**Task details:**
Recast all the lines in the rows below as a numbered list, omitting the blank lines.

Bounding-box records

= = = =

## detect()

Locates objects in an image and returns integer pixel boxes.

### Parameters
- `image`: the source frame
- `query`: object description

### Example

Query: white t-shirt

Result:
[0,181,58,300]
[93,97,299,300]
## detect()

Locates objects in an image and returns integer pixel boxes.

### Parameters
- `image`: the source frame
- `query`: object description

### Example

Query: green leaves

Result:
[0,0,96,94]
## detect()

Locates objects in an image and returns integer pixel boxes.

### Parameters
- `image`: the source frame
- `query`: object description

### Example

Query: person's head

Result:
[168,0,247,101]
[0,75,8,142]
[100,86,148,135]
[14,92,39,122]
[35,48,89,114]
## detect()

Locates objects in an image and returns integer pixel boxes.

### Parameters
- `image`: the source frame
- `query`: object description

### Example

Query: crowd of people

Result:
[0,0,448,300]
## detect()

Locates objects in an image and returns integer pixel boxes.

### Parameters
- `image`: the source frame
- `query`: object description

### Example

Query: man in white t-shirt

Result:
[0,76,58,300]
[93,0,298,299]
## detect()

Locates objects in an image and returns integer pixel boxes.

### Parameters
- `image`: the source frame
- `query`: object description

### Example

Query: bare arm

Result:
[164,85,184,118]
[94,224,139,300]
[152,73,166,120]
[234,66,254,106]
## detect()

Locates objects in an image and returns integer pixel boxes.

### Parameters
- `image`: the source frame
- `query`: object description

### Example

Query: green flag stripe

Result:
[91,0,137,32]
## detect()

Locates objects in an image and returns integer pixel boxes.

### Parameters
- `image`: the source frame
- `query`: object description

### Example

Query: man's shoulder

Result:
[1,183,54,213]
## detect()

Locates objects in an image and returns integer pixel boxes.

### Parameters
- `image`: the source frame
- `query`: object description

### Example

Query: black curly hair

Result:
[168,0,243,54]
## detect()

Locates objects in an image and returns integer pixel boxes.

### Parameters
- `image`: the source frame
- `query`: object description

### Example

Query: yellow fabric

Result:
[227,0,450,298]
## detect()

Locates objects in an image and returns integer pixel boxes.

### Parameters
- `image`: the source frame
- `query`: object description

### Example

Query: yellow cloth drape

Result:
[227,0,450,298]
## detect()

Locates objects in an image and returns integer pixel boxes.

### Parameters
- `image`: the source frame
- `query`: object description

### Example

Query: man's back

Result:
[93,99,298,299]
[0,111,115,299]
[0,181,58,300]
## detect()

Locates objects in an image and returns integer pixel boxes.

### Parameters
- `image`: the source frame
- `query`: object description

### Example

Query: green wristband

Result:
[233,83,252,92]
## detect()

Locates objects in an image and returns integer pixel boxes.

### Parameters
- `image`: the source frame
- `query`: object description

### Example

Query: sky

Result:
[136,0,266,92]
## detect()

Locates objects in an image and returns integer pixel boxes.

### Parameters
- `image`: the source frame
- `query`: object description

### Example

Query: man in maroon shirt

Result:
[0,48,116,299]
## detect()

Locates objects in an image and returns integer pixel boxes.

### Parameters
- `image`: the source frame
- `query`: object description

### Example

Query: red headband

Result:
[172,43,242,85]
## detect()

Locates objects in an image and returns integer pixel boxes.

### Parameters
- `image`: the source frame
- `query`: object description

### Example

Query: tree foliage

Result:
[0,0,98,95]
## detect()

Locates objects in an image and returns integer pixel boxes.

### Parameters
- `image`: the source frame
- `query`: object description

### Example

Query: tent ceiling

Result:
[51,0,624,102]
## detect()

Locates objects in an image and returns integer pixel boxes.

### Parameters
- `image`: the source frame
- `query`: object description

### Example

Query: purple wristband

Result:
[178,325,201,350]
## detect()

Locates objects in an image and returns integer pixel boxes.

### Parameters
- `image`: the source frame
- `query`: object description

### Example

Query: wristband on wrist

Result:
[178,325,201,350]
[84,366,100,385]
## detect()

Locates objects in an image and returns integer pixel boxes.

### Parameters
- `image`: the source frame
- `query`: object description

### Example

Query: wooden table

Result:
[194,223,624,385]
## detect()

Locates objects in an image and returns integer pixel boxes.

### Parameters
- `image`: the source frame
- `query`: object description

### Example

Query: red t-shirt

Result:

= = = =

**Task response:**
1. ## detect()
2. Locates objects in an image and returns integer pixel boxes.
3. ### Parameters
4. - `image`: the source frame
5. - `query`: object description
6. ### Example
7. Query: white t-shirt
8. Result:
9. [0,181,58,300]
10. [93,97,299,300]
11. ## detect()
12. Locates objects in an image and returns integer pixel boxes.
13. ### Parameters
14. - `image`: the source frame
15. - `query`: object description
16. ### Example
17. Query: green leaves
18. Result:
19. [0,0,96,94]
20. ## detect()
21. Locates objects in an image and returns integer pixel boxes.
22. ### Parameters
23. - `image`: the source frame
24. - `query`: object description
25. ### Example
26. Query: person's head
27. Result:
28. [168,0,247,101]
29. [0,75,8,142]
30. [100,86,148,135]
31. [14,92,39,122]
32. [35,48,89,114]
33. ## detect()
34. Locates objects in an image and returns integer pixel boxes.
35. ### Parameters
36. - `image`: the source frame
37. - `query`: object description
38. ### Example
39. Query: crowd of people
40. Result:
41. [0,0,448,300]
42. ## detect()
43. Locates objects in an image and returns integer pixel boxes.
44. ### Parameters
45. - `image`: the source frame
46. - `query`: object description
47. ### Example
48. Query: man in white t-shirt
49. Result:
50. [0,76,58,300]
51. [93,0,298,299]
52. ## detect()
53. Locates objects in an image and returns integer pixel boxes.
54. ### Parameters
55. - `image`: the source frame
56. - `query`: object description
57. ### Example
58. Query: bare arm
59. Result:
60. [164,85,184,118]
61. [94,224,139,300]
62. [152,73,166,120]
63. [234,66,254,106]
64. ## detect()
65. Locates objects in an image and returns integer pixel boxes.
66. ### Parameters
67. - `image`: the source frame
68. - `query`: object description
69. ### Example
70. Query: green flag stripe
71. Result:
72. [91,0,137,32]
73. ## detect()
74. Locates objects in an image and returns integer pixel boxes.
75. ### Parameters
76. - `image`: the source frame
77. - `query`: object description
78. ### Example
79. Query: man's shoulder
80. Result:
81. [1,183,54,213]
82. ## detect()
83. Locates objects in an image and returns integer pixel boxes.
84. ### Parameters
85. - `image`: the source frame
86. - `query`: object description
87. ### Example
88. Query: black curly hair
89. Result:
90. [168,0,243,54]
91. ## detect()
92. Locates objects in an image and returns integer pixel boxes.
93. ### Parameters
94. - `image`: the source frame
95. - `query`: object description
96. ### Example
97. Query: yellow fabric
98. Result:
99. [227,0,450,298]
100. ## detect()
101. Locates objects in an image and returns integer pixel boxes.
102. ### Parameters
103. - `image`: the source frame
104. - `query`: object description
105. ### Example
106. Query: yellow cloth drape
107. Result:
108. [227,0,450,298]
109. ## detect()
110. Locates objects in an image and returns integer pixel boxes.
111. ### Parameters
112. - `image`: the source frame
113. - `query`: object description
114. ### Example
115. Query: man's back
116. Result:
117. [93,99,298,299]
118. [0,111,115,299]
119. [0,181,58,300]
120. ## detect()
121. Locates objects in an image and returns integer pixel boxes.
122. ### Parameters
123. - `image`: the source frame
124. - `query`: object description
125. ### Example
126. Query: green wristband
127. Result:
128. [233,83,252,92]
129. ## detect()
130. Locates objects in an image and returns integer pixel boxes.
131. ### Parameters
132. - `image`: the source frame
133. - `query`: object description
134. ### Example
135. Query: sky
136. Result:
137. [136,0,266,92]
138. ## detect()
139. Locates objects in an image and returns integer pixel boxes.
140. ### Parameters
141. - `image`: the source frame
142. - `query`: object description
143. ### Example
144. Query: man in maroon shirt
145. Result:
146. [0,48,116,299]
147. ## detect()
148. Locates objects in an image and returns integer pixel boxes.
149. ### Parameters
150. - `image`: the source frame
151. - `query`: object description
152. ### Example
153. Query: red headband
154. Result:
155. [172,43,242,85]
156. ## detect()
157. Locates objects in an image and returns integer pixel boxes.
158. ### Parameters
159. - `image`: the source frame
160. - `query`: object description
161. ### Example
162. Query: tree foliage
163. Result:
164. [0,0,98,95]
165. ## detect()
166. Locates objects in an image and returns integer pixel boxes.
167. ### Parameters
168. - `image`: the source frame
169. - `query`: object description
170. ### Example
171. Query: tent ceiling
172. Result:
173. [51,0,624,102]
174. ## detect()
175. Locates objects in an image and returns integer pixel boxes.
176. ### Parameters
177. - `image`: the source frame
178. - `query`: object description
179. ### Example
180. Query: purple wristband
181. Result:
182. [178,325,201,350]
183. ## detect()
184. Locates objects in an image and returns integer pixel boxes.
185. ### Parameters
186. - `image`: the source frame
187. - `query`: object description
188. ### Example
189. Query: wristband on wrist
190. Result:
191. [178,325,201,350]
192. [84,366,100,385]
193. ## detect()
194. Locates objects in an image and returns integer pixel boxes.
195. ### Parameters
196. - `image`: the source frame
197. - `query`: object description
198. ### Example
199. Query: wooden table
200. Result:
201. [194,223,624,385]
202. ## detect()
203. Locates objects in an image and returns integer pixel boxes.
204. ### Parameters
205. - `image`: the source frame
206. - `query`: object description
207. ### Example
208. Query: red t-shirt
209. Result:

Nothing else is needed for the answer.